=== Supplied records ===

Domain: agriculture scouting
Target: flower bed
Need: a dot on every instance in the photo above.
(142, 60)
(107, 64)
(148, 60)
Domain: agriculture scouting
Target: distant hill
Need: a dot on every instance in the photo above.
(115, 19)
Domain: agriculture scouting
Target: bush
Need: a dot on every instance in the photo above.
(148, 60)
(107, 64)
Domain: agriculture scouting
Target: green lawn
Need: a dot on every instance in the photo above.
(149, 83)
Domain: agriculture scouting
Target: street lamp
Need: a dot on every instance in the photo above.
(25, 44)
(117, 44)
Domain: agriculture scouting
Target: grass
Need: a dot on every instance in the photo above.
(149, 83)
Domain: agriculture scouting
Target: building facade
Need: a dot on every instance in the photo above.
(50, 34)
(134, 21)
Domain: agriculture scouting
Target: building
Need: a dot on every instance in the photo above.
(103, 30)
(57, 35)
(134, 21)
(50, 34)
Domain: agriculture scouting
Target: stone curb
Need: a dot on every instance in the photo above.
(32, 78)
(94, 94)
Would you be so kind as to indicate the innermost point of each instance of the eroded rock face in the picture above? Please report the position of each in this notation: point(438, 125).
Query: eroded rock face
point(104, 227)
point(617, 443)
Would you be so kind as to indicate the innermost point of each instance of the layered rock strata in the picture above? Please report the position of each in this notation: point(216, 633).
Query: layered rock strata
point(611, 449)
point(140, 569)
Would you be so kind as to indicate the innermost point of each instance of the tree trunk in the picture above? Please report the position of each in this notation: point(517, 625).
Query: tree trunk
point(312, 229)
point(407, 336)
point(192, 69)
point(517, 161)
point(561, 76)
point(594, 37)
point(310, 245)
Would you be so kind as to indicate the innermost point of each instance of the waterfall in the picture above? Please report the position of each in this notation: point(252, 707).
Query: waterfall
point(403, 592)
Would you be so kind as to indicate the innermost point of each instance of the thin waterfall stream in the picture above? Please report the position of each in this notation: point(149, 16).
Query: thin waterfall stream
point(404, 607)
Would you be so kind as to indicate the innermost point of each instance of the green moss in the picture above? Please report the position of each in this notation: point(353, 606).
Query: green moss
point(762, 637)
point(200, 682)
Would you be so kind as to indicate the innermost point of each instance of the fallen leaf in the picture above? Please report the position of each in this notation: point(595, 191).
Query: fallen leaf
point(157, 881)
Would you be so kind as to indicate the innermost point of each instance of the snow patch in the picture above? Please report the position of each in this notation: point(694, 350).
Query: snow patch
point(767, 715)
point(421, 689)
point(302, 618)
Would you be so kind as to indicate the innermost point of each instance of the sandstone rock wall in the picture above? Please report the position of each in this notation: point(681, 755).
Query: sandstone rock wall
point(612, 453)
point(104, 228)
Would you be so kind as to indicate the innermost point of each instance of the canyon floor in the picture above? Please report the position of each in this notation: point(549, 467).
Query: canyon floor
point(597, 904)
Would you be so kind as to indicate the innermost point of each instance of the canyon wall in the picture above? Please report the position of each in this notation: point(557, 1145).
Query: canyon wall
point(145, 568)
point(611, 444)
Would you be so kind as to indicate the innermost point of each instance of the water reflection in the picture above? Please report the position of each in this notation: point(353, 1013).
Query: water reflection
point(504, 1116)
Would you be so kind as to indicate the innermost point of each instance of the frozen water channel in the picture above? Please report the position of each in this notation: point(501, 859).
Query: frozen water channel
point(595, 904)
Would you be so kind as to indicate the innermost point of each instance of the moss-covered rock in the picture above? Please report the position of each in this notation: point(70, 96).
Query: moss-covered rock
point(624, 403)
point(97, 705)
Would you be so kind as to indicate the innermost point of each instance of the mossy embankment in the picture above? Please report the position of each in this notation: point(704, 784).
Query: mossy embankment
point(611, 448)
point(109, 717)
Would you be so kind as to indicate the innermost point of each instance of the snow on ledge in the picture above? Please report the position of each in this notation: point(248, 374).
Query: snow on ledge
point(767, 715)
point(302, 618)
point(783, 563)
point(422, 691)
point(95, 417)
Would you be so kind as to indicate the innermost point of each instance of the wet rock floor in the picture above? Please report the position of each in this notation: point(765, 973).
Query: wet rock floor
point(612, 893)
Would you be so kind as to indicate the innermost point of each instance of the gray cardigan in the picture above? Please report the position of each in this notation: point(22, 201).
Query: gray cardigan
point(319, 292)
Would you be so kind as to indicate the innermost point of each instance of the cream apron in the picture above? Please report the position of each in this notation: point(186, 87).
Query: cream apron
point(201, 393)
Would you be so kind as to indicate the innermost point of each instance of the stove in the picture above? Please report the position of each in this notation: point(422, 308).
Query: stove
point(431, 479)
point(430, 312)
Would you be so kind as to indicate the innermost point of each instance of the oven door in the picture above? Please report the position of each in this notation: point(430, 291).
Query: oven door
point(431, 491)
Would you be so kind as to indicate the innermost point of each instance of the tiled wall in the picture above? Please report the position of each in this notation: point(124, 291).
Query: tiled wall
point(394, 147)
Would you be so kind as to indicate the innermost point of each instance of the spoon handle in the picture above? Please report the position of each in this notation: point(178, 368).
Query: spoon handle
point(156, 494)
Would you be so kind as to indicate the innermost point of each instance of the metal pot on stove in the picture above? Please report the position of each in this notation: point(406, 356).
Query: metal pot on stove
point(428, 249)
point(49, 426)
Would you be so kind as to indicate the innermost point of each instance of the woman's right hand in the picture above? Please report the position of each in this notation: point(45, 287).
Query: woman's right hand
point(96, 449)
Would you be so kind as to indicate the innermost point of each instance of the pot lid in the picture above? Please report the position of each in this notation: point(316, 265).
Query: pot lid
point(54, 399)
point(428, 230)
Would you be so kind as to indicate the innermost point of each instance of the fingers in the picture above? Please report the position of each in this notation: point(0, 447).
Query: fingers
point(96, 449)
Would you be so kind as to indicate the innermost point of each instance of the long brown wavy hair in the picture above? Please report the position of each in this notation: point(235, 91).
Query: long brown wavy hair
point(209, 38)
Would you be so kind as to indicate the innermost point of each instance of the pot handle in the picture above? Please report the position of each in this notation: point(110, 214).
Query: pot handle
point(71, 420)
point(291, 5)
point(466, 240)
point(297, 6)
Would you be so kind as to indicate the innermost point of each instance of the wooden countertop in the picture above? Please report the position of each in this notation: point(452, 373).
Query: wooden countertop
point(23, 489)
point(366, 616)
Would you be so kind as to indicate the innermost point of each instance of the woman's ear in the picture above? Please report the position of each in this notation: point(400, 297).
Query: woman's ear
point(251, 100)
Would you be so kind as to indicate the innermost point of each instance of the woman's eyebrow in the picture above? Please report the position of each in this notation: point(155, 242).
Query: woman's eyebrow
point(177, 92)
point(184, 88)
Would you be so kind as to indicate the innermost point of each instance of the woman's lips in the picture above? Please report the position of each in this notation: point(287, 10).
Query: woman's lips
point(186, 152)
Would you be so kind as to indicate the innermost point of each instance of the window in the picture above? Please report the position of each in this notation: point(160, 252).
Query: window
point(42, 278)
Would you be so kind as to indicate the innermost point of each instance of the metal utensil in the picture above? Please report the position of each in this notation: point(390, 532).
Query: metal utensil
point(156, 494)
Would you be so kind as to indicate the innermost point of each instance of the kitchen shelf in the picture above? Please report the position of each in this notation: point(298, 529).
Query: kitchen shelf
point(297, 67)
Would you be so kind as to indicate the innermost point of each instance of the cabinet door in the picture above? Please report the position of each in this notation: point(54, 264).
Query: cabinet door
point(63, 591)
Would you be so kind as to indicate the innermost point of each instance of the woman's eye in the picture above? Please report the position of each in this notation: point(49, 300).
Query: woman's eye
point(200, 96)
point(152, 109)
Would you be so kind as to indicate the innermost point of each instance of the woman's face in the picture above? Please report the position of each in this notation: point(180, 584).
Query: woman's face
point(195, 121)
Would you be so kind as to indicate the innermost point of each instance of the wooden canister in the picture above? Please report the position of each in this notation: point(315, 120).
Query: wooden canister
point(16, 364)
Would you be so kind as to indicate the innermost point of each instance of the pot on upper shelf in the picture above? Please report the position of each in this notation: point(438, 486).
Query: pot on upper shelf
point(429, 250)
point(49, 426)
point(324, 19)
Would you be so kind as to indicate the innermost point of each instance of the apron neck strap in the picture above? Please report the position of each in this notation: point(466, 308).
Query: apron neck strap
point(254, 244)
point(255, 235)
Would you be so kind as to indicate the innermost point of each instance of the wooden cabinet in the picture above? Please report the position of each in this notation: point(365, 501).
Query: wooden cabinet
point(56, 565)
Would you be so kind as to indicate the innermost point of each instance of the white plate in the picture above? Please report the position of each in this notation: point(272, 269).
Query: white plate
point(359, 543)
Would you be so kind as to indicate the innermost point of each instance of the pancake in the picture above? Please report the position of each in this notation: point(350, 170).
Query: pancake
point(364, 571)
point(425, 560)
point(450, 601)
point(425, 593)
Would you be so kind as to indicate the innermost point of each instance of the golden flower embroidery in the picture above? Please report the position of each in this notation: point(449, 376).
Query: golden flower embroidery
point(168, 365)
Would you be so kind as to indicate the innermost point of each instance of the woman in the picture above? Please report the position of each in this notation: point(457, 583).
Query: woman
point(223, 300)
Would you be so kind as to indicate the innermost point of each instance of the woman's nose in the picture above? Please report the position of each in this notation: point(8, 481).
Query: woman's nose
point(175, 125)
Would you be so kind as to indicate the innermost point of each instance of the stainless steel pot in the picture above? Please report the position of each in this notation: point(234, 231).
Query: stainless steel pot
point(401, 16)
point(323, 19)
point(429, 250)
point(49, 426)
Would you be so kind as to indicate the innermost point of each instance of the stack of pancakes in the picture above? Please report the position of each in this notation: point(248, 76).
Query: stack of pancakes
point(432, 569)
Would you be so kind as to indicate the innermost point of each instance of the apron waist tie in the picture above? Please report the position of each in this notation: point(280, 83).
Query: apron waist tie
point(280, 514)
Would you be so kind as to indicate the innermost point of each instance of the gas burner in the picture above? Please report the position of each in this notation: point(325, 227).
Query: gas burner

===

Given task ▸ Render the lines from the one containing "notation: point(765, 973)." through the one containing "point(612, 893)", both included, as a JSON list of strings with one string per line. Omit any blank lines.

Exercise response ▸
[
  "Would you be so kind as to indicate the innermost point of each instance of the wet rock floor in the picture above? Please report the position of each in this notation: point(765, 973).",
  "Query: wet rock floor",
  "point(612, 893)"
]